Things to do ▸
A - Translate this sentence from the passage about seminars held at the Tate into French: "The diversity of the seminar rooms offered by the Tate was a strong influence on the experience of each seminar."
B - From the passage about seminars held at the Tate, reproduce word for word everything from "In preparation for" to "practices and peripheral memories.".

In preparation for the seminar, several preliminary conversations supported and enhanced a convivial engagement towards the subject of theory. The program attempts to alter an attitude commonly associated with theory (as well as often associated with the lecturer of theory) as hierarchical, worthy, power struck and at times weighted with grand intellectual voices. PMS seminars convincingly deflect such attitudes in order to construct an application of theory that supports ordinary and non-exceptional pursuits alongside pragmatic exposures often found in moments of oversight, negligence, vulnerable life practices and peripheral memories.

In this respect, assembling inside Tate Britain and Tate Modern enabled all parties to focus on the subject at hand, since they were liberated from the expectations of college and a degree course. This in turn allowed the seminar to move beyond one institutional framework and safely expose the highly professionalised demands of highly accomplished artworks placed inside another more established institution. The diversity of the seminar rooms offered by the Tate was a strong influence on the experience of each seminar. In Tate Britain the rooms included both the Taylor Digital Studio and Duffield Room in the Clore Entrance and in Tate Modern, the McAulay Seminar Room and the Level 1 Seminar Room. In each case these rooms generate a specific influence on the process of discussion and internalisation. For example, in Tate Modern, the Level 1 Seminar Room is without windows and presents an endless sense of time. In Tate Britain, the Taylor Digital Studio offers the experience of luxury in a comfortable and relaxing environment of low-slung colourful sofas. It is technically and digitally well-resourced and with its floor to ceiling curtains, creates a colourful and enclosed division of space. The ‘ready-to-work’, ‘can-do’ attitude of the rooms are both dynamic and advanced and very unlike the traditional art school experience of a seminar environment.

Dataset excerpts ▸
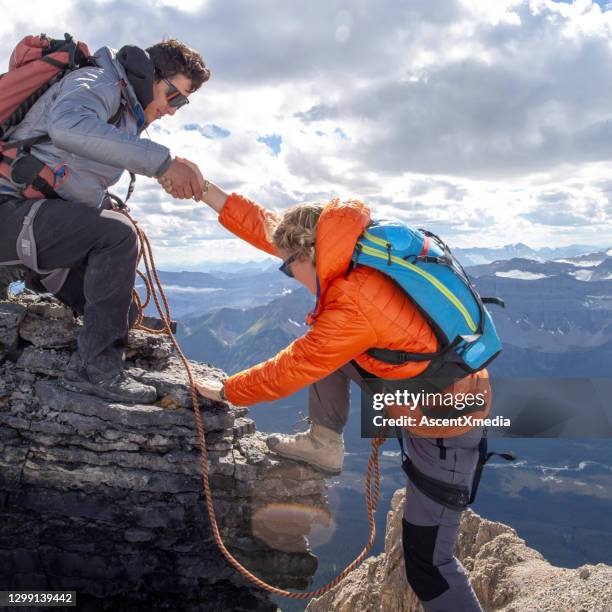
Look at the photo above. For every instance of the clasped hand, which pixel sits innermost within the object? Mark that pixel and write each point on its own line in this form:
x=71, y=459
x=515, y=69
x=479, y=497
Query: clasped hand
x=183, y=180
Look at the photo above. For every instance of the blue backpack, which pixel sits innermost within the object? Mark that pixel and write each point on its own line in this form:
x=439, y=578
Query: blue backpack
x=424, y=267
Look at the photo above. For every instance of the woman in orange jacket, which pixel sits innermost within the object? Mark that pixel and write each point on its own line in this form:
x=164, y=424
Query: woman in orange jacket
x=357, y=308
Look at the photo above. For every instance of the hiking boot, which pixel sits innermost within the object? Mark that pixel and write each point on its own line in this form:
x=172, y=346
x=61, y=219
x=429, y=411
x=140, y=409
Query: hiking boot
x=119, y=388
x=320, y=447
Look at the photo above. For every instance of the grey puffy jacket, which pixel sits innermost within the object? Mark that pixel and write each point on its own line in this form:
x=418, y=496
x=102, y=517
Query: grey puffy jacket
x=75, y=114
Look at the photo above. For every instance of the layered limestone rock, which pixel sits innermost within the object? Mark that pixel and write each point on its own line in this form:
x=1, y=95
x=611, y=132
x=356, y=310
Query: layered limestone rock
x=106, y=499
x=506, y=574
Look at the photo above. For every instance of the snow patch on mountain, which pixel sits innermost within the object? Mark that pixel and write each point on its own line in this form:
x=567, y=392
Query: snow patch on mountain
x=584, y=275
x=521, y=274
x=581, y=263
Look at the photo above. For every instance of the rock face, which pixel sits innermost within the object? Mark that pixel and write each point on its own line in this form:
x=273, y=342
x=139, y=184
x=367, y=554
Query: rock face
x=106, y=499
x=506, y=575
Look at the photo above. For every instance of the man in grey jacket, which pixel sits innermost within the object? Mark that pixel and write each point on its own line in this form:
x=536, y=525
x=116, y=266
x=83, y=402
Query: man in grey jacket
x=72, y=243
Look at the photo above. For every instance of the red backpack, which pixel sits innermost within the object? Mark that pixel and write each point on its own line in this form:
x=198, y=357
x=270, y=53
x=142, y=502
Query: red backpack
x=36, y=63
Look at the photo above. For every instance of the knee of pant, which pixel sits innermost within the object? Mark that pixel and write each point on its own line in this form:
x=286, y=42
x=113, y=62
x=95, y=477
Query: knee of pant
x=423, y=576
x=123, y=232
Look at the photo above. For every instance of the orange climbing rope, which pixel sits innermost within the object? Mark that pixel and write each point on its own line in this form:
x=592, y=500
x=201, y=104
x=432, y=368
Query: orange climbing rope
x=153, y=286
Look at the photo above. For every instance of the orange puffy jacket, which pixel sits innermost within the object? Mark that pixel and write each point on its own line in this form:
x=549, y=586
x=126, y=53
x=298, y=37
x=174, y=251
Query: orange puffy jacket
x=354, y=313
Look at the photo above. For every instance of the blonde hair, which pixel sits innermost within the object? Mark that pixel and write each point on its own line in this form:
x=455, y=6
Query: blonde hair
x=295, y=232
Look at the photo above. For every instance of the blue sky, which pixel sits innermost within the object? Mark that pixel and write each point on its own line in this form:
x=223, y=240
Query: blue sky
x=487, y=122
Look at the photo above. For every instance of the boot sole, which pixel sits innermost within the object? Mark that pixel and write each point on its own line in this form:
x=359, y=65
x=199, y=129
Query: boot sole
x=93, y=390
x=319, y=467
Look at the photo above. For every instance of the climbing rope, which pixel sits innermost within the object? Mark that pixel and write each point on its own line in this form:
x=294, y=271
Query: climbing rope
x=153, y=286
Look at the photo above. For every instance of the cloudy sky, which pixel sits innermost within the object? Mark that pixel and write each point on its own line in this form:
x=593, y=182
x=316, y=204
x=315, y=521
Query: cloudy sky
x=487, y=121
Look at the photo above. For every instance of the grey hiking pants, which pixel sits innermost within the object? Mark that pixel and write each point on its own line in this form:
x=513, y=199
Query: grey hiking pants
x=100, y=248
x=429, y=528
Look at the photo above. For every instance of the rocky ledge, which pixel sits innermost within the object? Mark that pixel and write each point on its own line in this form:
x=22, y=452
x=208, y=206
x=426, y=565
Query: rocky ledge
x=106, y=499
x=506, y=574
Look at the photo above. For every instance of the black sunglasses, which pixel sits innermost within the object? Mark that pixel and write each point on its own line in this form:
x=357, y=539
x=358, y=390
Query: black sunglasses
x=285, y=267
x=175, y=98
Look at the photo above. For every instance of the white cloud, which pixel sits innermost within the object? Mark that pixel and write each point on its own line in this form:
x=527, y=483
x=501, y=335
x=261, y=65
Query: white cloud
x=489, y=122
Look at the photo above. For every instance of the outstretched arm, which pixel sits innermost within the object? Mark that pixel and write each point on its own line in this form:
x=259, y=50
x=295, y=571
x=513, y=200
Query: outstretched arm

The results ▸
A - La diversité des salles de séminaire proposées par la Tate a fortement influencé l'expérience de chaque séminaire.

B -
In preparation for the seminar, several preliminary conversations supported and enhanced a convivial engagement towards the subject of theory. The program attempts to alter an attitude commonly associated with theory (as well as often associated with the lecturer of theory) as hierarchical, worthy, power struck and at times weighted with grand intellectual voices. PMS seminars convincingly deflect such attitudes in order to construct an application of theory that supports ordinary and non-exceptional pursuits alongside pragmatic exposures often found in moments of oversight, negligence, vulnerable life practices and peripheral memories.